Segment Open
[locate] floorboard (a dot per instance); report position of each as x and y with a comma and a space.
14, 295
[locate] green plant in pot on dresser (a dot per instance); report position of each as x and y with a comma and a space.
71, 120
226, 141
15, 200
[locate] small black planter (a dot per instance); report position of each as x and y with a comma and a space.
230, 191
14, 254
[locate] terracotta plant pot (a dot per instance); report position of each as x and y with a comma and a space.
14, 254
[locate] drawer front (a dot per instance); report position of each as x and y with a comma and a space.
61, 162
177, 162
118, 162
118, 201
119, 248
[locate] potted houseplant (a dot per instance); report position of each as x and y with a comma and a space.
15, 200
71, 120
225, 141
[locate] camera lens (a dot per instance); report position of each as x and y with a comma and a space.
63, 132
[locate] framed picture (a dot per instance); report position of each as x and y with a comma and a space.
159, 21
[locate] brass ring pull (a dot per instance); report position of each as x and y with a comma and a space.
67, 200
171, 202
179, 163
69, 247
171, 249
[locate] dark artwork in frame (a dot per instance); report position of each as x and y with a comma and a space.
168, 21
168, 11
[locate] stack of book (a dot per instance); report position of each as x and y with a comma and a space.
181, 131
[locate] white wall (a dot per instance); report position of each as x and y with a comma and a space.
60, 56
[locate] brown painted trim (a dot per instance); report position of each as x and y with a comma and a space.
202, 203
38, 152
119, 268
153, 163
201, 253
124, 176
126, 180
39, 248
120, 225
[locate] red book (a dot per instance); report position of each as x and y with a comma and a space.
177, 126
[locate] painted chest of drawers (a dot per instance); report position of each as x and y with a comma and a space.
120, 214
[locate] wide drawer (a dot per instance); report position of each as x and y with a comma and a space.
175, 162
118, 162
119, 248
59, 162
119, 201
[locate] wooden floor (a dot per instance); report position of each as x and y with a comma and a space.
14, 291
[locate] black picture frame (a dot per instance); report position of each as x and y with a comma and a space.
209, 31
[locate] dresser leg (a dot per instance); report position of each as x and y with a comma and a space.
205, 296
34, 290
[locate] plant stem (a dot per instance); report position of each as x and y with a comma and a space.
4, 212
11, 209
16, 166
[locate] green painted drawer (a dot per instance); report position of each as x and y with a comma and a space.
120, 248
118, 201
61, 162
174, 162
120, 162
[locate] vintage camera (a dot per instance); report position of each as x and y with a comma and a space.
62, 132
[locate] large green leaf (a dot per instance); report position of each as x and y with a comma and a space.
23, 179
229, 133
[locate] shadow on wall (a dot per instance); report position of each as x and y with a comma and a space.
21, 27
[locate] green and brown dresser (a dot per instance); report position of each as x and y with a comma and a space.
Segment Closed
Task item
At the line containing "[locate] plant stem", start copying. Continue exactly through the final line of the entries above and stop there.

Solution for this exercise
[locate] plant stem (a dot per instance); report position of each as x and y with a comma and a space.
4, 212
11, 209
16, 166
[locate] green painted drawer (a dot per instance); report position of each as x and y with a comma and a space.
120, 248
118, 201
61, 162
174, 162
120, 162
[locate] vintage camera (a dot per instance); report position of each as x and y with a comma and a space.
62, 132
[locate] large green leaf (a dot per instance); report position of each as x and y with a comma and a space.
23, 179
229, 133
[locate] shadow on wall (a dot per instance); report position of each as x and y with a comma and a space.
21, 27
[locate] green and brown dresser (a dot per instance); report position of each as x and y with a comma and a space.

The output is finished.